Items from a dataset
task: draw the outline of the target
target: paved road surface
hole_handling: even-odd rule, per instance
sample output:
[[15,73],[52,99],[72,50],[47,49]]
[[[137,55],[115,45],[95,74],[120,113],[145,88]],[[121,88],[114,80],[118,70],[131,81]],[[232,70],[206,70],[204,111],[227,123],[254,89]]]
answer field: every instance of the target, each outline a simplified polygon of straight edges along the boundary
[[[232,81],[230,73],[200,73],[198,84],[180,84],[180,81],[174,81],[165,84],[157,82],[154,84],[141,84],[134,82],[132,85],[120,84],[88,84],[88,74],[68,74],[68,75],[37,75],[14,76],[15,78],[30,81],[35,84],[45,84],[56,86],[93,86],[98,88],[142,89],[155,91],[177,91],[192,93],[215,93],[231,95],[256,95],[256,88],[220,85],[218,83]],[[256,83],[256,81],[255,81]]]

---

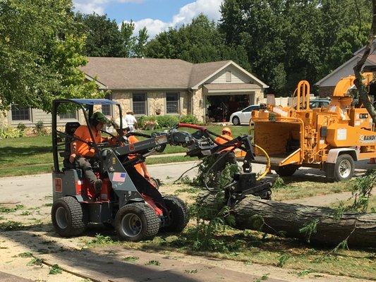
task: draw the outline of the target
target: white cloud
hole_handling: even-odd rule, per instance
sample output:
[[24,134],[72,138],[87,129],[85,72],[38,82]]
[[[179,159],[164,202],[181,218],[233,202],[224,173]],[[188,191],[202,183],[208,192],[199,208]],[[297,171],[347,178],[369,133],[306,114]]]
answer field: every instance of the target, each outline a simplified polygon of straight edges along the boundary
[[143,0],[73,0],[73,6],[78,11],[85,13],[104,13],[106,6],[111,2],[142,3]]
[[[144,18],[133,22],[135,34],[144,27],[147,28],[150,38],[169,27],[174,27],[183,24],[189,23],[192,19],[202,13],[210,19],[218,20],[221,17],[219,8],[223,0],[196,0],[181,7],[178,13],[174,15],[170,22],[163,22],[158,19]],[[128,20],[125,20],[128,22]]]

==

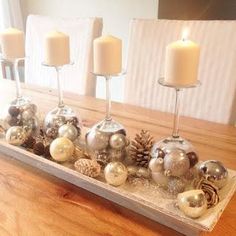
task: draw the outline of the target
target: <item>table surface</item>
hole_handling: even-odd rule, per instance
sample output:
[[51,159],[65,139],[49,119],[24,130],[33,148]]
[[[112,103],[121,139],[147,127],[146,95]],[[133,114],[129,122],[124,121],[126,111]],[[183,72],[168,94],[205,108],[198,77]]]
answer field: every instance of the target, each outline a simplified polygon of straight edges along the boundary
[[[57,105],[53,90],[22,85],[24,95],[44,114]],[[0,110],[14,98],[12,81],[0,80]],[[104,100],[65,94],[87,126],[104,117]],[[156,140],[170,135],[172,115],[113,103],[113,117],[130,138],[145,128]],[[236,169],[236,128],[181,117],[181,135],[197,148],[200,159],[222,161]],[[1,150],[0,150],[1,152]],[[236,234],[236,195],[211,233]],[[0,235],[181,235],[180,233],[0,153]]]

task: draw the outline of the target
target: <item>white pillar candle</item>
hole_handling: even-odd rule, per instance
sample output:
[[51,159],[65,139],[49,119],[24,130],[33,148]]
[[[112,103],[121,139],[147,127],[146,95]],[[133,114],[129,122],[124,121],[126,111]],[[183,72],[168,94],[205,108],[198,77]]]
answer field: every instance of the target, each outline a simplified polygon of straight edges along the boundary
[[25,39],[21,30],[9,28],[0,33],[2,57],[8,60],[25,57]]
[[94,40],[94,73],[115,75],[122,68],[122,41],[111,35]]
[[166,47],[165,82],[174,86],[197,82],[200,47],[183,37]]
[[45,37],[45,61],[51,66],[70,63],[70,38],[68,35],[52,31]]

* [TASK PROMPT]: Extract every line of the data above that contains the string "surface", matching case exactly.

* [RESPONSE TO THIS EXERCISE]:
target: paved road surface
target: <item>table surface</item>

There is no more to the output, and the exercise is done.